The Catholic Church knew he was an abuser, but helped him get a job in public schools

Melanie Sakoda holds a sign as she participates in a demonstration with SNAP, the Survivors Network of those Abused by Priests, outside of the offices of the San Francisco Archdiocese in 2010.

By Rick Anderson

[T]ime and again, the record shows, Brother Edward “Chris” Courtney was accused of child sexual abuse in the Roman Catholic schools where he taught, and the church responded by moving him to another jurisdiction.

That makes his case similar to those of hundreds of other priests and brothers who committed sexual abuse before the problem exploded into national consciousness more than 15 years ago.

What sets Courtney apart is this: According to a lawsuit settled last week in Seattle’s King County Superior Court, he was ultimately shuffled off to a public school, where he continued to commit sexual assault.

Edward Courtney in an undated photo

Courtney, now 82 and retired in Hawaii, was a member of the Christian Brothers religious order who has been accused of assaulting at least 55 boys during his three decades as a Catholic school educator in a variety of jurisdictions from New York to Seattle.

It was in Seattle, where he served as principal of a parochial school, St. Alphonsus, that his Catholic school career came to an end after allegations of groping. Catholic and Christian Brothers officials then wrote letters of recommendation to the state school system and, ignoring a legal requirement, never reported his history of sexual assaults. That omission allowed Courtney to obtain his license to teach in public schools, where the assaults continued, according to the lawsuit and criminal court records.

The Seattle Archdiocese agreed to pay $1.3 million to one of Courtney’s public school victims — an unidentified male who was sexually assaulted in the early 1980s at a now-closed Tacoma-area school. Archbishop J. Peter Sartain also issued an apology.

The church and the Christian Brothers’ congregation have now paid out an estimated $30 million in court settlements to Courtney’s nationwide victims, 52 of them in one settlement alone that caused the congregation to declare bankruptcy in 2011.

In a news release, the Seattle Archdiocese pointed to changes it had made in the wake of the church scandal that began unfolding in 2001 with a Boston Globe investigation of abuse by priests. Now, criminal background checks are required for all archdiocese employees and volunteers who have unsupervised contact with children.

Courtney, however, did not have a criminal record until after he began teaching in the public school system and was convicted of assaulting a student at an Othello, Wash., elementary school.

Dataset records on object locations
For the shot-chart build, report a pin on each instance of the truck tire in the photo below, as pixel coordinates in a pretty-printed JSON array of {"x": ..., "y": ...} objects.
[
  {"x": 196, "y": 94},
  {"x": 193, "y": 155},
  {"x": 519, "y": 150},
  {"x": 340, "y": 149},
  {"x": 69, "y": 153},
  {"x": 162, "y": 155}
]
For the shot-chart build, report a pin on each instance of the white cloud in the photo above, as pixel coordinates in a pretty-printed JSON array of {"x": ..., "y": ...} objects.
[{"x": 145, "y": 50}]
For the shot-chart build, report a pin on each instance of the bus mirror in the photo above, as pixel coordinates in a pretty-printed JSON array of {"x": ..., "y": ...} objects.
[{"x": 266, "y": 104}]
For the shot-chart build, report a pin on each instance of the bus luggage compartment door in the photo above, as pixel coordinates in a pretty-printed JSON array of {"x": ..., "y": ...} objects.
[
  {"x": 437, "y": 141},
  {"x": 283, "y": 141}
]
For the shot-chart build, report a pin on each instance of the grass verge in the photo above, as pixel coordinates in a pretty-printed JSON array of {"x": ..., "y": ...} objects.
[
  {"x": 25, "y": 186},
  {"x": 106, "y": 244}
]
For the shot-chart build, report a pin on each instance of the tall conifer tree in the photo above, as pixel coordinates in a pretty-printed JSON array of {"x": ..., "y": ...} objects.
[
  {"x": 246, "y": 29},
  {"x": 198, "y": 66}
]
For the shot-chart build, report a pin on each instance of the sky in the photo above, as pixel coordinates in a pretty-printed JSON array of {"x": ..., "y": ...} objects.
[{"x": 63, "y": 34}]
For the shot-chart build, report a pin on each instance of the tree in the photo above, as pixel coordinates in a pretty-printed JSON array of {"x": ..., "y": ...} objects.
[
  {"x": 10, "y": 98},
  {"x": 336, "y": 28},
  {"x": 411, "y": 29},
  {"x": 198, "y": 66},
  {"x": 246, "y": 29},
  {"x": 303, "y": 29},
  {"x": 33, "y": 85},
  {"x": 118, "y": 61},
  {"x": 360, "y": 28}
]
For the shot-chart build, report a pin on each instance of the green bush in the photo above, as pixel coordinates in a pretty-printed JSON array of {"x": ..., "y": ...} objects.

● **Problem set**
**A.** Reproduce the article about Brother Edward Courtney word for word, from "Melanie Sakoda holds" to "commit sexual assault.".
**B.** Based on the article about Brother Edward Courtney, answer yes or no to each statement and quote the words that decide it: (i) Courtney is retired in Hawaii. (ii) The Seattle Archdiocese agreed to pay $3 million to one of Courtney's public school victims. (iii) The Christian Brothers' congregation declared bankruptcy in 2011.

● **Solutions to the problems**
**A.**
Melanie Sakoda holds a sign as she participates in a demonstration with SNAP, the Survivors Network of those Abused by Priests, outside of the offices of the San Francisco Archdiocese in 2010.

By Rick Anderson

[T]ime and again, the record shows, Brother Edward “Chris” Courtney was accused of child sexual abuse in the Roman Catholic schools where he taught, and the church responded by moving him to another jurisdiction.

That makes his case similar to those of hundreds of other priests and brothers who committed sexual abuse before the problem exploded into national consciousness more than 15 years ago.

What sets Courtney apart is this: According to a lawsuit settled last week in Seattle’s King County Superior Court, he was ultimately shuffled off to a public school, where he continued to commit sexual assault.

**B.**
(i) Yes: "Courtney, now 82 and retired in Hawaii"
(ii) No: "The Seattle Archdiocese agreed to pay $1.3 million to one of Courtney’s public school victims"
(iii) Yes: "caused the congregation to declare bankruptcy in 2011"